No momento em que ouvimos a última frase – “E se descobre fazendo algo que nunca teria imaginado que seria capaz de fazer” –, há uma tremenda explosão. Uma tremenda, tremenda de uma explosão, filmada de cima – e aí surge o título na tela, La Odisea de los Giles.

La Odisea de los Giles cita 2001 – Uma Odisséia Espacial e Como Roubar Um Milhão de Dólares e nos faz lembrar de L’Armata Brancaleone. E eu seria capaz de jurar que, quando bolou que o filme começaria com aquela tremenda explosão, Sebastián Borensztein estava pensando em Zabriskie Point, o filme americano do mestre Michelangelo Antonioni de 1970 sobre a América do final dos anos 60, a terra da contracultura, dos protestos contra a guerra, que termina numa fantástica explosão.

Têm um tanto a ver entre si, essas obras: são todos belos filmes, e são todos da década de 60, a tal que a gente achava que tinha mudado tudo.

• [DADOS EXTRAÍDOS]:

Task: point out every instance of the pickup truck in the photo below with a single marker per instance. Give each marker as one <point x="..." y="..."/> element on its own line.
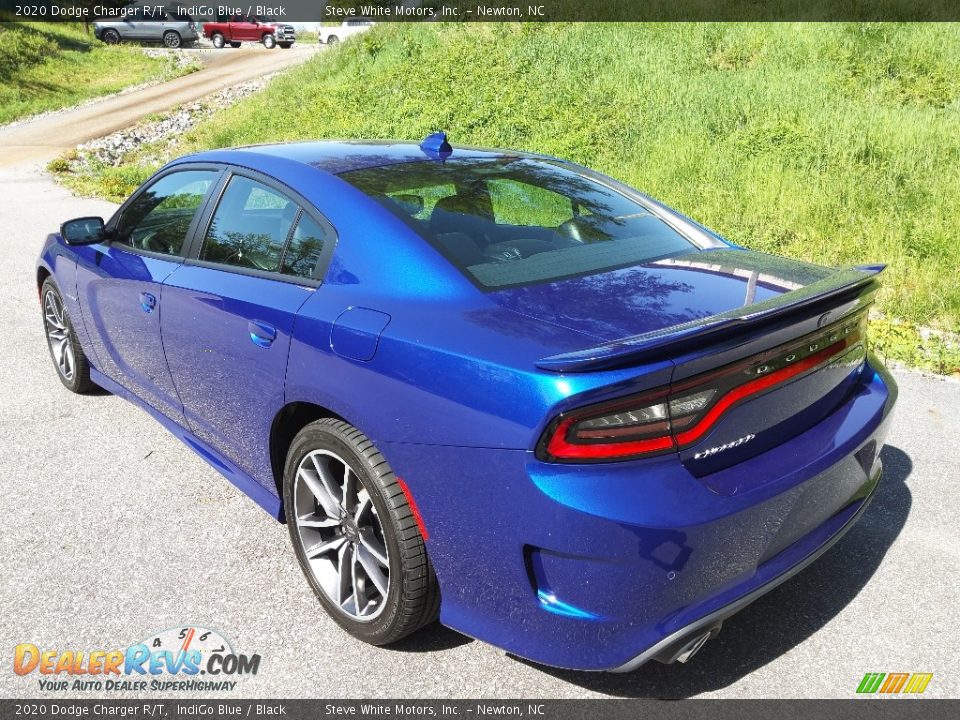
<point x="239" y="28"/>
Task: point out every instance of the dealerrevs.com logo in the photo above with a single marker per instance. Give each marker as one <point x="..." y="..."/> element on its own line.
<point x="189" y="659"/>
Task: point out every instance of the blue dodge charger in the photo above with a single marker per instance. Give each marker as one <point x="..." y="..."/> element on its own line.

• [INSTRUÇÕES]:
1 – Liste todos os filmes mencionados pelo título no texto sobre La Odisea de los Giles.
2 – Prossiga o texto sobre o filme La Odisea de los Giles a partir da última frase dele.
Os dados não têm relação com o texto sobre o filme La Odisea de los Giles.

• [RESPOSTAS ESPERADAS]:
1 –
La Odisea de los Giles
2001 – Uma Odisséia Espacial
Como Roubar Um Milhão de Dólares
L'Armata Brancaleone
Zabriskie Point

2 –
Sebastián Borensztein não é jovenzinho; nasceu em Buenos Aires em 1963. Demonstra que viu exaustivamente os filmes feitos nos anos em que nasceu.

Fermín e a mulher planejam criar uma cooperativa

Na primeira sequência do filme após aquele intróito descrito acima, após surgir na tela o título, vemos três pessoas diante de um imóvel abandonado – o prédio de uma indústria de armazenamento e beneficiamento de grãos. O nome ainda está no pórtico – La Metódica.

Fermín Perlassi-Ricardo Darín e sua mulher Lídia (Verónica Llinás, na foto acima) estão apresentando para o amigo Antonio Fontana (Luis Brandoni, também na foto) a grande idéia: comprar o imóvel, investir ali um dinheiro e dar emprego para algumas dezenas de pessoas.

Empreender. Fermín e Lídia querem empreender. Investir, empreender, trabalhar, dar trabalho para as pessoas do vilarejo em que vivem, Alsina.

– “Me explique melhor, não estou compreendendo”, diz Fontana. – “Vocês querem fazer um empreendimento aqui, exatamente no lugar de uma empresa que faliu?”

É completamente diferente, diz Fermín, e Lídia apóia com firmes movimentos positivos de cabeça. Agora será uma cooperativa – e vai ajudar os pequenos fazendeiros da região.

Um empreendimento coletivo, solidário. Muita gente simples juntando esforços.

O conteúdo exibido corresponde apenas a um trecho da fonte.